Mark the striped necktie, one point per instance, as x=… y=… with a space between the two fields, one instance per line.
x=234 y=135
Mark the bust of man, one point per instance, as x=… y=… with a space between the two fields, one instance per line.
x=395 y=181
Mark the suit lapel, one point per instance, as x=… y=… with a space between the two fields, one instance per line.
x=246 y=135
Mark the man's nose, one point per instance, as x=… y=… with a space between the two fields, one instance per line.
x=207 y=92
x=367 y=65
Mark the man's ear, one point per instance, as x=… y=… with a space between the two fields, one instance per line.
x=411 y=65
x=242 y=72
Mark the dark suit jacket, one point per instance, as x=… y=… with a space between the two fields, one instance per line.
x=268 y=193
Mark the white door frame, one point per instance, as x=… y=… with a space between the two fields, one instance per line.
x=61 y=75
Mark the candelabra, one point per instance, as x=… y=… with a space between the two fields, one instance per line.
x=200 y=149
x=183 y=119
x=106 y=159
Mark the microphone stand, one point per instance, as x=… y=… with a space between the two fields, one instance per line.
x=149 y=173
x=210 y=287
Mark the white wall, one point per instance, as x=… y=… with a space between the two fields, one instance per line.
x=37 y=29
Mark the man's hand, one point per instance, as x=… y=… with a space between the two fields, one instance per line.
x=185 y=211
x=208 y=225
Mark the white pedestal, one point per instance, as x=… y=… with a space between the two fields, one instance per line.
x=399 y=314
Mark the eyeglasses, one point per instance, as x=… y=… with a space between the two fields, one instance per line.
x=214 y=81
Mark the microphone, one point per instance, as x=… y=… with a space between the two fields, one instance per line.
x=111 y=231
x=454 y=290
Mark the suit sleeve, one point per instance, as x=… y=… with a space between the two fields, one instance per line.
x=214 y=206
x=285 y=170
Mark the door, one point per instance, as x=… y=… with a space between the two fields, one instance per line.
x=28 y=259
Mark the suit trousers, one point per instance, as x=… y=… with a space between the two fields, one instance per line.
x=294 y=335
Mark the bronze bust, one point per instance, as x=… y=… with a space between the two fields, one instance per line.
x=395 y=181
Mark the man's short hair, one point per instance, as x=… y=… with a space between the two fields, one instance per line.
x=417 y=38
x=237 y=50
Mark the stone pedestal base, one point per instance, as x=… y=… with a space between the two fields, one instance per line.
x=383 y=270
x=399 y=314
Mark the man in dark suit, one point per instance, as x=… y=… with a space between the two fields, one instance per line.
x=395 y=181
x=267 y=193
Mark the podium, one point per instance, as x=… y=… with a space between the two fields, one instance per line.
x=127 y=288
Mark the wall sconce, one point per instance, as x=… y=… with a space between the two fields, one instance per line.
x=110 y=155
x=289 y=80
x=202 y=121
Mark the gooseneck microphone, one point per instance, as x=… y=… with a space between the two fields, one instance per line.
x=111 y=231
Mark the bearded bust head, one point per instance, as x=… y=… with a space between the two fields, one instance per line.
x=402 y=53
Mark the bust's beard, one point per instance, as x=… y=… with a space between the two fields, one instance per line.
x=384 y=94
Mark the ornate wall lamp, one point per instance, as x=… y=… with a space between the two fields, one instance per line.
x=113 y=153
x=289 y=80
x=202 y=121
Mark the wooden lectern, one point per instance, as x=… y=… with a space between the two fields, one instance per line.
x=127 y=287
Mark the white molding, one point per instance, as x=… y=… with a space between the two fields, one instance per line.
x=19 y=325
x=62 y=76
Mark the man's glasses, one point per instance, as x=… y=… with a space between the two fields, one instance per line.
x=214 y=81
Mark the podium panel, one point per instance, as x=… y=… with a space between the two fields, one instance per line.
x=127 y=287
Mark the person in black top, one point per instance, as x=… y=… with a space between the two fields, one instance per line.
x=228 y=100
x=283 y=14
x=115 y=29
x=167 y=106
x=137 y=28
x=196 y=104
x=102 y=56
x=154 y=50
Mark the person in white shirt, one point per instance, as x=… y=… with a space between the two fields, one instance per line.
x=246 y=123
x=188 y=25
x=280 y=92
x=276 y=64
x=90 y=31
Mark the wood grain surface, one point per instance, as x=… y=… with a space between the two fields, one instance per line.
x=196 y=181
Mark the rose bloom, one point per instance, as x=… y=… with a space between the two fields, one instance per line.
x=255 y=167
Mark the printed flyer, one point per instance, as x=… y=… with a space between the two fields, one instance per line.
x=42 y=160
◆ ◆ ◆ ◆
> **ACTIVITY**
Reproduce the data exactly, altering nothing.

> **WRITTEN ANSWER**
Mark the striped necktie, one point per instance, as x=… y=… with a space between the two fields, one instance per line.
x=234 y=135
Mark the bust of man, one point per instance, as x=… y=… with a space between the two fields, one instance per line.
x=395 y=181
Mark the suit lapel, one point per instance, as x=… y=… with a space between the two fields, one instance per line.
x=246 y=135
Mark the man's nose, one point per instance, as x=… y=… with a space between the two fields, one instance per line.
x=207 y=92
x=367 y=65
Mark the man's ear, one point per instance, as x=… y=… with a space between the two fields, one instance per line.
x=411 y=65
x=242 y=72
Mark the dark suit jacket, one point per instance, as x=… y=… with a space between the two fields, one instance per line.
x=268 y=193
Mark the white door frame, one point per instance, as x=… y=… with a space between the two fields, one instance per line.
x=61 y=75
Mark the candelabra, one point per instance, as x=… y=… with a space between the two fields, one instance per line.
x=200 y=149
x=183 y=119
x=106 y=159
Mark the microphone stand, one point per instance, as x=… y=… with a space between the two fields, one instance per line.
x=149 y=173
x=210 y=287
Mark the white wall, one point per instance, as x=… y=… with a space between the two fields, one instance per line.
x=37 y=29
Mark the man's hand, one point per instance, as x=… y=… with a space between the two fields, one instance per line.
x=185 y=211
x=208 y=225
Mark the white pedestal, one point per instance, as x=… y=… with a space between the two fields, one instance per line.
x=399 y=314
Mark the eyeglasses, one point per instance, as x=… y=… with a space between the two fields, one instance per line.
x=214 y=81
Mark the microphone, one point per instance, as x=… y=… with a space between the two fields, one instance per line.
x=111 y=231
x=454 y=290
Mark the suit sleeve, one point per instance, as x=… y=… with a space between the two fields, one instance per line.
x=214 y=206
x=285 y=170
Mark the door, one point per instance, as x=… y=… with a space between the two fields, one instance per line.
x=28 y=259
Mark the suit trousers, one point per instance, as x=… y=… with a space between the two fields, one instance per line.
x=294 y=335
Mark the bronze bust, one point per instance, as x=… y=… with a space between the two fields, one instance per line.
x=395 y=181
Mark the man's short hair, one point per instance, as x=… y=… with a space between the two fields, one instance per line.
x=417 y=38
x=237 y=50
Mark the stone pedestal base, one point per instance, as x=… y=… with a space between the two fields, one instance per line.
x=383 y=270
x=399 y=314
Mark the man in dark suit, one point per instance, as x=… y=… with a space between the two fields, one instance per line.
x=395 y=181
x=267 y=193
Mark the podium, one point per instance, as x=… y=… with a space between the two fields, one instance per line.
x=127 y=288
Mark the wall sconce, one point per instance, as x=… y=… with a space between the two fields, one instance per line.
x=110 y=155
x=289 y=80
x=202 y=121
Mark the gooseneck microphone, one point per instance, as x=… y=… with a space between the two fields, one instance per line.
x=111 y=231
Mark the bearded bust head, one point per instance, as x=… y=… with a space between the two fields, one instance per line.
x=402 y=53
Mark the bust's beard, one point per instance, as x=… y=… with a space between the two fields, one instance per line.
x=384 y=94
Mark the ornate wall lamp, one point per instance, as x=… y=… with a space between the two fields, one instance per line.
x=113 y=153
x=289 y=80
x=202 y=121
Mark the wooden lectern, one point per instance, as x=… y=… with a space between the two fields, one instance per line.
x=127 y=287
Mark the white molding, one point per instance, as x=… y=… with a space between the two fields, one instance per line.
x=19 y=325
x=62 y=76
Mark the man's glasses, one point per instance, as x=… y=… with a space between the two fields, one instance per line.
x=214 y=81
Mark the podium panel, one point per instance, as x=… y=… with a space between the two fields, one instance per line.
x=127 y=287
Mark the person in black top, one point per instance, as x=… y=… with a space between the two fields, one instance per line.
x=228 y=100
x=283 y=14
x=115 y=29
x=167 y=106
x=137 y=28
x=196 y=104
x=102 y=56
x=154 y=50
Mark the person in white shirt, one point per instance, as x=… y=… with a space between the two fields, one instance per line.
x=246 y=123
x=188 y=25
x=280 y=92
x=276 y=64
x=90 y=31
Mark the wood grain surface, one point per instance, as x=… y=… with a space between the two fields, one instance per line.
x=196 y=181
Mark the rose bloom, one point per instance, as x=… y=… with a space between the two fields, one instance per line.
x=255 y=167
Mark the printed flyer, one point per instance, as x=… y=… with a space between the two fields, one instance per line.
x=42 y=160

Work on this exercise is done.